:: EXTRAIT FOURNI ::
---*---
Les dessous de la
France-Afrique !
A l’issue des travaux du Forum national de Bangui,
organisé du 4 au 11 mai dernier, trois éléments d’informations sont venus ces
jours-ci conforter notre pessimisme quant à la sortie de crise et à l’avenir de
la République Centrafricaine. Ils ne sont pas spécifiques à ce pays ; ils
font partie des « activités outillées » de ce qu’il est convenu
d’appeler la France-Afrique. Ce néologisme signifie que la France exerce encore
un pouvoir d’influence et/ou d’intervention en Afrique
francophone.
1 – Le genre
fait malheur.
Depuis l’élection de Catherine Samba-Panza, ce qu’il est
convenu d’appeler « la politique du genre » fait malheur. Il s’agit
d’utiliser les caractéristiques de son sexe pour obtenir un avantage décisif. Le
premier élément d’information tient donc aux conditions dans lesquelles les
représentants des différents groupes armés participant au Forum national de
Bangui ont signé l’accord de désarmement, démobilisation et réinsertion (DDR).
Selon les témoins de la scène, le ministre de la défense nationale, Mme Koyara
aurait usé de l’affection de son genre pour imposer son diktat : « Je
suis ta maman, il faut signer », aurait-elle intimé au représentant
récalcitrant d’un des groupes armés. Ce dernier obtempéra. Il n’est donc pas
étonnant que les responsables politiques des dits groupes armés aient désavoué
leurs émissaires respectifs. Dans ces conditions, comme l’a résumé le
« général » Zoundéko, l’un des leaders de l’ex-coalition Séléka :
« Ce n’est pas une paix durable que l’on prépare ». C’est l’enlisement dans le statu
quo !
Qui ne se souvient de la déclaration de Catherine
Samba-Panza lors de son élection par le CNT : « Je demande à mes
enfants anti-Balaka de déposer les armes. Je demande aussi à mes enfants de
l’ex-Séléka d’abandonner la voie des armes » ? Ce fut une prière sans
miracle !
Voilà près de dix ans que des accords de désarmement,
démobilisation et réinsertion sont régulièrement signés, et régulièrement ils
sont vidés de leur substance. Pour une raison simple et évidente : les
parties en présence jouent la montre car c’est la seule manière qu’elles ont
d’entretenir leur influence et de garantir le maintien de leurs
prébendes.
Dans ce domaine, l’affectif est un critère subjectif sur
lequel on ne peut fonder aucune politique rationnelle.
2 – L’éloge
des marabouts blancs.
---*---
:: DONNÉES FOURNIES ::

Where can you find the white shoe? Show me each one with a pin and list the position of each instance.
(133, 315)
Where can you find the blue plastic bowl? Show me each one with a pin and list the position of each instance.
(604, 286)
---*---
:: CONSIGNE DONNÉE 1 ::
D'après l'extrait fourni, à quelles dates le Forum national de Bangui a-t-il été organisé ?
:: CONSIGNE DONNÉE 2 ::
Traduisez en anglais cette phrase de l'extrait fourni : « Dans ce domaine, l’affectif est un critère subjectif sur lequel on ne peut fonder aucune politique rationnelle. »

:: RÉSULTAT FINAL 1 ::
Du 4 au 11 mai.

:: RÉSULTAT FINAL 2 ::
In this area, emotion is a subjective criterion on which no rational policy can be based.